--- START ---

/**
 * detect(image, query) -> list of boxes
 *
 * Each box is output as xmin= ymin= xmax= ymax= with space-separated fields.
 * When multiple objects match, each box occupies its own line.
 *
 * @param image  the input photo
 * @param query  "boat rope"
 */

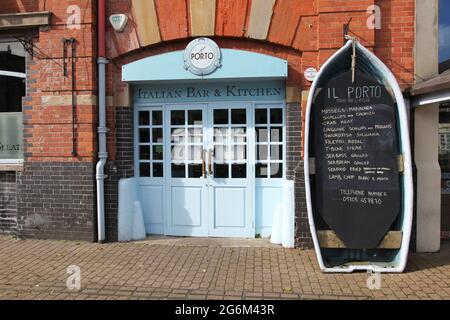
xmin=351 ymin=39 xmax=356 ymax=83
xmin=345 ymin=35 xmax=358 ymax=83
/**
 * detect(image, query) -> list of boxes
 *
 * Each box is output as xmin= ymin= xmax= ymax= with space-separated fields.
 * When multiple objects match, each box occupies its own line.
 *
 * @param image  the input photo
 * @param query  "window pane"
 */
xmin=188 ymin=110 xmax=202 ymax=125
xmin=255 ymin=109 xmax=267 ymax=124
xmin=214 ymin=164 xmax=228 ymax=178
xmin=171 ymin=110 xmax=185 ymax=125
xmin=172 ymin=164 xmax=185 ymax=178
xmin=139 ymin=111 xmax=150 ymax=126
xmin=214 ymin=109 xmax=228 ymax=124
xmin=256 ymin=127 xmax=268 ymax=143
xmin=270 ymin=163 xmax=283 ymax=178
xmin=139 ymin=129 xmax=150 ymax=143
xmin=0 ymin=113 xmax=23 ymax=159
xmin=270 ymin=145 xmax=283 ymax=161
xmin=439 ymin=0 xmax=450 ymax=64
xmin=231 ymin=127 xmax=246 ymax=143
xmin=139 ymin=146 xmax=150 ymax=160
xmin=153 ymin=145 xmax=163 ymax=160
xmin=256 ymin=163 xmax=268 ymax=178
xmin=171 ymin=128 xmax=185 ymax=143
xmin=140 ymin=163 xmax=150 ymax=177
xmin=257 ymin=145 xmax=268 ymax=161
xmin=0 ymin=75 xmax=24 ymax=112
xmin=152 ymin=128 xmax=163 ymax=143
xmin=270 ymin=108 xmax=283 ymax=124
xmin=271 ymin=127 xmax=283 ymax=142
xmin=0 ymin=52 xmax=25 ymax=160
xmin=231 ymin=145 xmax=246 ymax=161
xmin=188 ymin=164 xmax=202 ymax=178
xmin=214 ymin=128 xmax=228 ymax=143
xmin=214 ymin=145 xmax=228 ymax=163
xmin=188 ymin=146 xmax=202 ymax=161
xmin=231 ymin=109 xmax=246 ymax=124
xmin=152 ymin=110 xmax=162 ymax=126
xmin=232 ymin=164 xmax=246 ymax=178
xmin=153 ymin=163 xmax=163 ymax=177
xmin=171 ymin=145 xmax=185 ymax=162
xmin=188 ymin=128 xmax=203 ymax=143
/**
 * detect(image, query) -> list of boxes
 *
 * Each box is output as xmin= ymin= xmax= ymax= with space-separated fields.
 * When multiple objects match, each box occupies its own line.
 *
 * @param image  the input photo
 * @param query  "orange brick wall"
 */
xmin=2 ymin=0 xmax=415 ymax=162
xmin=16 ymin=0 xmax=98 ymax=162
xmin=375 ymin=0 xmax=415 ymax=87
xmin=0 ymin=0 xmax=37 ymax=14
xmin=106 ymin=0 xmax=414 ymax=89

--- END ---

*Directions for this task:*
Print all the records again exactly; do not include any picture.

*Answer space:*
/**
 * detect(image, query) -> list of boxes
 *
 * Each box is output as xmin= ymin= xmax= ymax= with space-separated fields.
 * When multiple objects match, each box occupies its own line.
 *
 * @param image  the input photo
 * @param query  "boat rope"
 */

xmin=351 ymin=39 xmax=356 ymax=83
xmin=345 ymin=35 xmax=358 ymax=83
/**
 * detect(image, query) -> list of boxes
 *
 * Each box is output as xmin= ymin= xmax= ymax= with space-separated fields.
 * When multiple objects match, each box occupies its own line.
 *
 * @param image  the input photo
 * @param query  "window pane"
 */
xmin=188 ymin=110 xmax=202 ymax=125
xmin=255 ymin=109 xmax=267 ymax=124
xmin=214 ymin=164 xmax=228 ymax=178
xmin=171 ymin=110 xmax=185 ymax=125
xmin=172 ymin=164 xmax=185 ymax=178
xmin=139 ymin=111 xmax=150 ymax=126
xmin=214 ymin=109 xmax=228 ymax=124
xmin=256 ymin=127 xmax=268 ymax=143
xmin=270 ymin=163 xmax=283 ymax=178
xmin=139 ymin=129 xmax=150 ymax=143
xmin=0 ymin=113 xmax=23 ymax=159
xmin=270 ymin=145 xmax=283 ymax=161
xmin=439 ymin=0 xmax=450 ymax=64
xmin=231 ymin=127 xmax=246 ymax=143
xmin=139 ymin=146 xmax=150 ymax=160
xmin=153 ymin=145 xmax=163 ymax=160
xmin=256 ymin=163 xmax=268 ymax=178
xmin=171 ymin=128 xmax=185 ymax=143
xmin=140 ymin=163 xmax=150 ymax=177
xmin=257 ymin=145 xmax=268 ymax=161
xmin=0 ymin=75 xmax=24 ymax=112
xmin=152 ymin=128 xmax=163 ymax=143
xmin=270 ymin=108 xmax=283 ymax=124
xmin=271 ymin=127 xmax=283 ymax=142
xmin=0 ymin=52 xmax=25 ymax=160
xmin=231 ymin=145 xmax=246 ymax=161
xmin=188 ymin=164 xmax=202 ymax=178
xmin=214 ymin=128 xmax=228 ymax=143
xmin=214 ymin=145 xmax=228 ymax=163
xmin=188 ymin=146 xmax=202 ymax=161
xmin=231 ymin=109 xmax=246 ymax=124
xmin=152 ymin=110 xmax=162 ymax=126
xmin=232 ymin=164 xmax=246 ymax=178
xmin=153 ymin=163 xmax=163 ymax=177
xmin=171 ymin=145 xmax=185 ymax=162
xmin=188 ymin=128 xmax=203 ymax=143
/**
 * detect(image, query) -> list of boxes
 *
 * Each box is output as xmin= ymin= xmax= ymax= with space-separated fields.
 * When multiple objects match, each box occupies its own line.
 *
 * @param image  the input photo
 * @param query  "orange brick wall"
 */
xmin=2 ymin=0 xmax=415 ymax=162
xmin=16 ymin=0 xmax=98 ymax=162
xmin=375 ymin=0 xmax=415 ymax=87
xmin=0 ymin=0 xmax=37 ymax=14
xmin=106 ymin=0 xmax=414 ymax=89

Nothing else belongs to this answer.